(Dataset rows on where objects appear)
## Begin

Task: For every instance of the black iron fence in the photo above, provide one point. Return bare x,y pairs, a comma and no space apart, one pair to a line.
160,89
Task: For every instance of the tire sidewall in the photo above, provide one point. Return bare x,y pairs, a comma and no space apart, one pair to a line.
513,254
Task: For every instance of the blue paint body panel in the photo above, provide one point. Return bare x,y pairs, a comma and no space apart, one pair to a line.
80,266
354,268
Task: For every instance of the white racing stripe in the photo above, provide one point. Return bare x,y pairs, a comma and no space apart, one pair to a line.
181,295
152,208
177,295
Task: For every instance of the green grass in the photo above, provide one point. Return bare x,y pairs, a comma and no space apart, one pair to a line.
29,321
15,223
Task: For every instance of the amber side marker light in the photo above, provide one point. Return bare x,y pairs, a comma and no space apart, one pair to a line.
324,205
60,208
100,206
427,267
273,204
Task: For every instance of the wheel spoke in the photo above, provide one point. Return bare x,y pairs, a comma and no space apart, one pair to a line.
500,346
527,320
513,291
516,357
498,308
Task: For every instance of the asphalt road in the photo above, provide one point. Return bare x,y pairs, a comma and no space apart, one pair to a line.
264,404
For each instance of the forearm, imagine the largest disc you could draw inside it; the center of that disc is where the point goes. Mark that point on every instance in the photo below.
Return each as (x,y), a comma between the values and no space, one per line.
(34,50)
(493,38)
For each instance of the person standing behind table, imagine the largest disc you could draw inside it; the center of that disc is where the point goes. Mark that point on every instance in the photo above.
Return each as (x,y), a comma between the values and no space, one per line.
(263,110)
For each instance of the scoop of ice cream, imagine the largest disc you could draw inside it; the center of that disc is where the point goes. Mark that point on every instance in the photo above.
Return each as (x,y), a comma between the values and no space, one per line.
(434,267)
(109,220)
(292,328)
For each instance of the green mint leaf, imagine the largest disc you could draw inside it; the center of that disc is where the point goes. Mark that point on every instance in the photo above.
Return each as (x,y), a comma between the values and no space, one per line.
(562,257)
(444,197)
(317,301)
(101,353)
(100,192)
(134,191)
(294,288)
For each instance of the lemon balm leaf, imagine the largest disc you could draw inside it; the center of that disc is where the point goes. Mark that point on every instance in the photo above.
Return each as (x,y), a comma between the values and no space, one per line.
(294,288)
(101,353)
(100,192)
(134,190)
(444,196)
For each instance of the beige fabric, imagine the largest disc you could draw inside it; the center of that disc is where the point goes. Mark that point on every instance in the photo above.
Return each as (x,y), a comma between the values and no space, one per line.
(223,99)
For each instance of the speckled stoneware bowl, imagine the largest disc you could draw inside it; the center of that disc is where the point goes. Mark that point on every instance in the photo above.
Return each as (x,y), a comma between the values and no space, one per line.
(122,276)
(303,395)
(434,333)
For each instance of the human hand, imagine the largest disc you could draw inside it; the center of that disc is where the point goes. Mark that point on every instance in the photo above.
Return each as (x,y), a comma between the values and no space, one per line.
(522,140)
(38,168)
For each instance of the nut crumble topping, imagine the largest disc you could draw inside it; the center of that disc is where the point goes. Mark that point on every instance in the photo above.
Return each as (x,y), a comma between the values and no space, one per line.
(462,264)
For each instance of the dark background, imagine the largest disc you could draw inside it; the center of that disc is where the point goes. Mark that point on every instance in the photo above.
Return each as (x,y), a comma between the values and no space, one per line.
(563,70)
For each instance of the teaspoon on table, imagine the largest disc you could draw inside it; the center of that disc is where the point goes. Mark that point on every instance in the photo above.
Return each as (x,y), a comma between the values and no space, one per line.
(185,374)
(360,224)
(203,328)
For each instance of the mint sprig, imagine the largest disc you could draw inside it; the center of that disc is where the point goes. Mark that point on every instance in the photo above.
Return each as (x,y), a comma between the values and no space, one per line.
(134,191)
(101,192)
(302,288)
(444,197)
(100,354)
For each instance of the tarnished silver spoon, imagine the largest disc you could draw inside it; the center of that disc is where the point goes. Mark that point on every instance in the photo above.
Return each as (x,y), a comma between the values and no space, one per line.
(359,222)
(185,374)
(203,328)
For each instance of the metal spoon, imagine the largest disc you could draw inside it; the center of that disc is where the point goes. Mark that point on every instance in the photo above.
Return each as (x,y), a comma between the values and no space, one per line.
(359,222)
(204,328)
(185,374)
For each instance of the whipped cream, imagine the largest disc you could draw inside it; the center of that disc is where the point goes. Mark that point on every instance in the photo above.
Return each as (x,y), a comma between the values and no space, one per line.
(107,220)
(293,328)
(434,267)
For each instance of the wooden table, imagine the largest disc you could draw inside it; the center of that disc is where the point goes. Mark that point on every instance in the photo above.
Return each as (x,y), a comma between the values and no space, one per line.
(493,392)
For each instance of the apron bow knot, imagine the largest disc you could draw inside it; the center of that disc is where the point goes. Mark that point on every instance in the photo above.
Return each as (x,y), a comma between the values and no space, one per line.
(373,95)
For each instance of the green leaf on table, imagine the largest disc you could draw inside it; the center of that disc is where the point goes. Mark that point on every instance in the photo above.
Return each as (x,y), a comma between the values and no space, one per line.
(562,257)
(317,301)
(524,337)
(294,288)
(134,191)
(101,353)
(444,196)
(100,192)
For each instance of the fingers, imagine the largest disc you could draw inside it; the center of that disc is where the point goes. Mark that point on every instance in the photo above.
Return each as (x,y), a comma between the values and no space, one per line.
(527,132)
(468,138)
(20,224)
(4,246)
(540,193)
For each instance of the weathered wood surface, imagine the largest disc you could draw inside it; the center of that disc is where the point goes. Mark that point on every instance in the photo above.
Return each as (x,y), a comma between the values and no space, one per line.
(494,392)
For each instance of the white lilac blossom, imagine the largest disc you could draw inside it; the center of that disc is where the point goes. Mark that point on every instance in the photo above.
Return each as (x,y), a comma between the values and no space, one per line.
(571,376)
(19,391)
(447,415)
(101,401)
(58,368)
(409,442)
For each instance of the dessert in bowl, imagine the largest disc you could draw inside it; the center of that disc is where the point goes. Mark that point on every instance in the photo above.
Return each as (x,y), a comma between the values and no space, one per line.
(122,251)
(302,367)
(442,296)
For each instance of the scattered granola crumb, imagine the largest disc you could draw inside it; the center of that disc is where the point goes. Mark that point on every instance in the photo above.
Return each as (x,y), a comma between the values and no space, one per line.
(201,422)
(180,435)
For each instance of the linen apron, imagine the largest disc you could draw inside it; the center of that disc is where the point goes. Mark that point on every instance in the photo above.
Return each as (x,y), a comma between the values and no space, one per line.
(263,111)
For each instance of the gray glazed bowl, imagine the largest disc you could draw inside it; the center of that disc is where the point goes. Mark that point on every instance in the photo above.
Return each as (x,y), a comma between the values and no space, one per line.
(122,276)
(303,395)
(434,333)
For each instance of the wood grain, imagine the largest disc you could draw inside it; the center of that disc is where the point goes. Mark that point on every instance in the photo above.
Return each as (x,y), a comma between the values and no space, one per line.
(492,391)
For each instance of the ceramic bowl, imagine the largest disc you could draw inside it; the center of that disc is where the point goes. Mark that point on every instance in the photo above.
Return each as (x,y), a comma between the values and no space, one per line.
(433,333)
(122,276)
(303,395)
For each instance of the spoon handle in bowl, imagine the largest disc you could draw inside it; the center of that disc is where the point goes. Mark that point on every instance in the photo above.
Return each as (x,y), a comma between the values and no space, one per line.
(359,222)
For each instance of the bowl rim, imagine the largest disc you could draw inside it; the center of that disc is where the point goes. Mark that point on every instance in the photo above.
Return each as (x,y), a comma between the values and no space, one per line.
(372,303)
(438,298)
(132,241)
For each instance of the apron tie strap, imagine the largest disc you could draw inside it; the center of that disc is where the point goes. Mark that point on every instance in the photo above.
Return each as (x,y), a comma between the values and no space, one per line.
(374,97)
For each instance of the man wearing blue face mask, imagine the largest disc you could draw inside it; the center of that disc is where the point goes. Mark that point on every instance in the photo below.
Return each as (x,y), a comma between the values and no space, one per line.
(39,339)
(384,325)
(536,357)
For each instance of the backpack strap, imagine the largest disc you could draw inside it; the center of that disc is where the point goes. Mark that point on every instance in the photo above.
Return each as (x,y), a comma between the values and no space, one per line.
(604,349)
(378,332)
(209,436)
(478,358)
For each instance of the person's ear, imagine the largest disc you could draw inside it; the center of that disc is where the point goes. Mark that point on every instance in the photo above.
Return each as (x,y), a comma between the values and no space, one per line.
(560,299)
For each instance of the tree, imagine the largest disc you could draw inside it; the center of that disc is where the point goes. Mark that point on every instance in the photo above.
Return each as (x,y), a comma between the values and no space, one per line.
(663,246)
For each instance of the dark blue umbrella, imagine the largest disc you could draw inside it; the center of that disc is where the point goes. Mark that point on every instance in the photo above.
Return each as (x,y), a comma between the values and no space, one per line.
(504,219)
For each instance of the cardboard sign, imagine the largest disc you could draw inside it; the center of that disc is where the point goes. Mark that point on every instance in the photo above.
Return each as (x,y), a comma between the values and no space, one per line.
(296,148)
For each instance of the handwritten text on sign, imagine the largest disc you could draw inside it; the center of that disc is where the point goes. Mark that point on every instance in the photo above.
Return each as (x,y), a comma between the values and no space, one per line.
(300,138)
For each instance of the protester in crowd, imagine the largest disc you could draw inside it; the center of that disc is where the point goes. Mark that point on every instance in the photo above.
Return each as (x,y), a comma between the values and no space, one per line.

## End

◆ **GIVEN REQUEST**
Exactly and exclusively, repeat the lines from the line that contains "For each instance of the cardboard" through the end of the records, both ends included.

◆ **FULL SOLUTION**
For each instance of the cardboard sign, imagine the largest disc you could draw inside it; the center of that disc is where the point goes. Mark that point on every instance in the photo above.
Return each as (x,y), a comma between the values and no space, one per line.
(296,148)
For each instance of the handwritten text on sign, imagine the largest disc you could draw inside it; the center of that disc is where the point goes. Mark that point on every instance in the photo above.
Return each as (x,y), a comma between the values and no space, one per line.
(300,138)
For each instance of the protester in crowd, imagine the largest disc you could draw inside it; the center of that disc is where the point goes. Mark that point on every instance in the photo above.
Return each as (x,y), a comma between the values and no space, one per line.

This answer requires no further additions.